Activity –
Each record must be output exactly and in full.

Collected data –
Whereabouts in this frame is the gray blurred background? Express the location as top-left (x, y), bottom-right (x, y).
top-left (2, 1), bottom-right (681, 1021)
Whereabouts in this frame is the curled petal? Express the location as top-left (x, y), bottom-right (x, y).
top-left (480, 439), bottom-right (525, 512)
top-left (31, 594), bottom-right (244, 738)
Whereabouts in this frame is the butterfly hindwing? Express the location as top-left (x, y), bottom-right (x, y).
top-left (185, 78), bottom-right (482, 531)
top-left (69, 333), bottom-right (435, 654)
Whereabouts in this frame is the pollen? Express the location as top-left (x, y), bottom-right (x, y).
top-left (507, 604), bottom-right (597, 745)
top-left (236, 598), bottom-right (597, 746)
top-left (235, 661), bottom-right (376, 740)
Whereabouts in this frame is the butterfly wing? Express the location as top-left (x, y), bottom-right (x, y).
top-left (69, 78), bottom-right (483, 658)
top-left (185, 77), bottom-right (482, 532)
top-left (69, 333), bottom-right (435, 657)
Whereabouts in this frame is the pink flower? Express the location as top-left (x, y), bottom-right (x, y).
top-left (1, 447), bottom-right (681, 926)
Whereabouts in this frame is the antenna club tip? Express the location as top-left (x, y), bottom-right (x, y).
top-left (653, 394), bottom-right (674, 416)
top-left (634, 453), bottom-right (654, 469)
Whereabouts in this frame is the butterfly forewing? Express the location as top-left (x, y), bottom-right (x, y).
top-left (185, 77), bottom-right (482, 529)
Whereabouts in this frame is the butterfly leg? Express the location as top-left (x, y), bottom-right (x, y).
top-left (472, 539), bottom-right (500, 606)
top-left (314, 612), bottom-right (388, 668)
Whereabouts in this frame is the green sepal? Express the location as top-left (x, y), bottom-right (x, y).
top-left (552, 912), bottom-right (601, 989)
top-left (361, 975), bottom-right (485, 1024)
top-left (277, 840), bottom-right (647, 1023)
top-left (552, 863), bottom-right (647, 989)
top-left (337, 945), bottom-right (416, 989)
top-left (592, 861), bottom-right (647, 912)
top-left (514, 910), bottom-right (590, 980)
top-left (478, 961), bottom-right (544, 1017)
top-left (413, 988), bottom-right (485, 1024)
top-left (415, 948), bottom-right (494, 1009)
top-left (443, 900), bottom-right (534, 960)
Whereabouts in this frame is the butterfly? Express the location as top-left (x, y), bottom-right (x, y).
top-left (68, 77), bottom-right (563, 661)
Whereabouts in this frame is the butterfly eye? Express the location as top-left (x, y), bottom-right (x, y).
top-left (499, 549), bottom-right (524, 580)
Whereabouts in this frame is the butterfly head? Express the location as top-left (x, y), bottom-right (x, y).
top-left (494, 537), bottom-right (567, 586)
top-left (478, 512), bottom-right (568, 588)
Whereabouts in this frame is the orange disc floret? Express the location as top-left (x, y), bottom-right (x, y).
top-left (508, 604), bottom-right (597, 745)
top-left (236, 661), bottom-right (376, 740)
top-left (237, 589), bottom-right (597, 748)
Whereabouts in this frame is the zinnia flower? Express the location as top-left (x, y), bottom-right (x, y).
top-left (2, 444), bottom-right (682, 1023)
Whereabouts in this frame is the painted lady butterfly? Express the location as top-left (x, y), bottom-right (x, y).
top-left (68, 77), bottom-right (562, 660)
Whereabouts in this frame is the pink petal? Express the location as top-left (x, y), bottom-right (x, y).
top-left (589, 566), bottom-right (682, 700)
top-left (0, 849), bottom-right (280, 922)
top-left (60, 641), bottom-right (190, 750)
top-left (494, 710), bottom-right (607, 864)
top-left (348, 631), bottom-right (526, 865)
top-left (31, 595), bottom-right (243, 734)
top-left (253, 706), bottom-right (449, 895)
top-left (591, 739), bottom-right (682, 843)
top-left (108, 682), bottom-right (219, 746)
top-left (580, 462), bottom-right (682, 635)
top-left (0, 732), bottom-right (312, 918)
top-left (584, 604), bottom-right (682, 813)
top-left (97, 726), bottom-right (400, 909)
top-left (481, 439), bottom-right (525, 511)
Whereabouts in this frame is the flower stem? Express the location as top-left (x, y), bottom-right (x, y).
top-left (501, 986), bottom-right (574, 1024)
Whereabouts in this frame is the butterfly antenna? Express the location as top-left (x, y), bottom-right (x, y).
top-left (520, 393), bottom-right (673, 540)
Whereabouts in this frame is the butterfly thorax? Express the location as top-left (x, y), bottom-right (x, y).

Result for this exercise –
Whereabouts in this frame is the gray blurred background? Express the location as top-left (x, y), bottom-right (x, y).
top-left (2, 1), bottom-right (681, 1021)
Whereabouts in this frame is the curled petal? Express the location as top-left (x, y), bottom-right (x, y).
top-left (480, 439), bottom-right (525, 512)
top-left (31, 594), bottom-right (244, 738)
Whereabouts in this frame is the butterfly hindwing? Express the location as top-left (x, y), bottom-right (x, y).
top-left (185, 78), bottom-right (482, 531)
top-left (69, 333), bottom-right (435, 654)
Whereabouts in this frame is the pollen? Express the location as top-left (x, y), bottom-right (x, y).
top-left (507, 604), bottom-right (597, 745)
top-left (236, 598), bottom-right (597, 746)
top-left (235, 661), bottom-right (376, 740)
Whereabouts in this frame is the butterfly wing? Express the location as top-left (x, y), bottom-right (x, y).
top-left (69, 78), bottom-right (483, 658)
top-left (185, 77), bottom-right (482, 532)
top-left (69, 333), bottom-right (435, 657)
Whereabouts in this frame is the pink flower? Express the location as top-left (x, y), bottom-right (x, y).
top-left (1, 447), bottom-right (681, 926)
Whereabouts in this frame is the antenna club tip? Express the location as top-left (x, y), bottom-right (x, y).
top-left (653, 394), bottom-right (674, 416)
top-left (634, 453), bottom-right (654, 469)
Whereabouts in this frame is the butterfly forewing? Express the location as top-left (x, y), bottom-right (x, y).
top-left (185, 77), bottom-right (482, 529)
Whereabouts in this frame is the butterfly leg? Express the location as top-left (x, y), bottom-right (x, y).
top-left (472, 539), bottom-right (500, 606)
top-left (314, 612), bottom-right (388, 668)
Whereabouts in this frame is the green sepal? Express the location as top-left (x, y), bottom-right (x, y).
top-left (552, 912), bottom-right (601, 989)
top-left (361, 975), bottom-right (485, 1024)
top-left (277, 840), bottom-right (647, 1023)
top-left (552, 863), bottom-right (647, 989)
top-left (337, 945), bottom-right (416, 989)
top-left (592, 861), bottom-right (647, 912)
top-left (514, 910), bottom-right (590, 980)
top-left (478, 961), bottom-right (544, 1017)
top-left (413, 988), bottom-right (485, 1024)
top-left (415, 948), bottom-right (494, 1009)
top-left (443, 900), bottom-right (534, 960)
Whereabouts in this frame is the butterfly? Express the location as top-left (x, y), bottom-right (x, y).
top-left (68, 77), bottom-right (563, 661)
Whereabouts in this frame is the butterfly eye? Express the location as top-left (x, y), bottom-right (x, y).
top-left (499, 549), bottom-right (524, 580)
Whereabouts in this frame is the butterfly head? Express the location as top-left (x, y), bottom-right (x, y).
top-left (494, 537), bottom-right (567, 586)
top-left (478, 512), bottom-right (568, 588)
Whereabouts in this frame is the orange disc floret? Express the location as top-left (x, y), bottom-right (x, y).
top-left (508, 604), bottom-right (597, 745)
top-left (236, 661), bottom-right (376, 740)
top-left (237, 589), bottom-right (597, 748)
Whereabouts in this frame is the zinnia flower? Express the location as top-left (x, y), bottom-right (x, y).
top-left (2, 444), bottom-right (682, 1023)
Whereabouts in this frame is the painted lady butterfly? Express the location as top-left (x, y), bottom-right (x, y).
top-left (68, 77), bottom-right (562, 660)
Whereabouts in this frame is the pink petal? Express the location as top-left (x, y), bottom-right (x, y).
top-left (589, 566), bottom-right (682, 700)
top-left (0, 849), bottom-right (280, 922)
top-left (60, 641), bottom-right (190, 750)
top-left (494, 710), bottom-right (607, 864)
top-left (348, 631), bottom-right (526, 865)
top-left (31, 595), bottom-right (243, 734)
top-left (253, 706), bottom-right (449, 895)
top-left (591, 739), bottom-right (682, 843)
top-left (108, 682), bottom-right (219, 746)
top-left (580, 462), bottom-right (682, 635)
top-left (0, 732), bottom-right (312, 918)
top-left (584, 604), bottom-right (682, 813)
top-left (97, 726), bottom-right (400, 909)
top-left (481, 439), bottom-right (525, 511)
Whereabouts in this frame is the flower stem? Express the location as top-left (x, y), bottom-right (x, y).
top-left (501, 986), bottom-right (574, 1024)
Whereabouts in this frame is the butterfly antenna? Express the location as top-left (x, y), bottom-right (x, y).
top-left (520, 393), bottom-right (673, 540)
Whereabouts in this frame is the butterfly thorax? Express the location as top-left (x, y), bottom-right (x, y).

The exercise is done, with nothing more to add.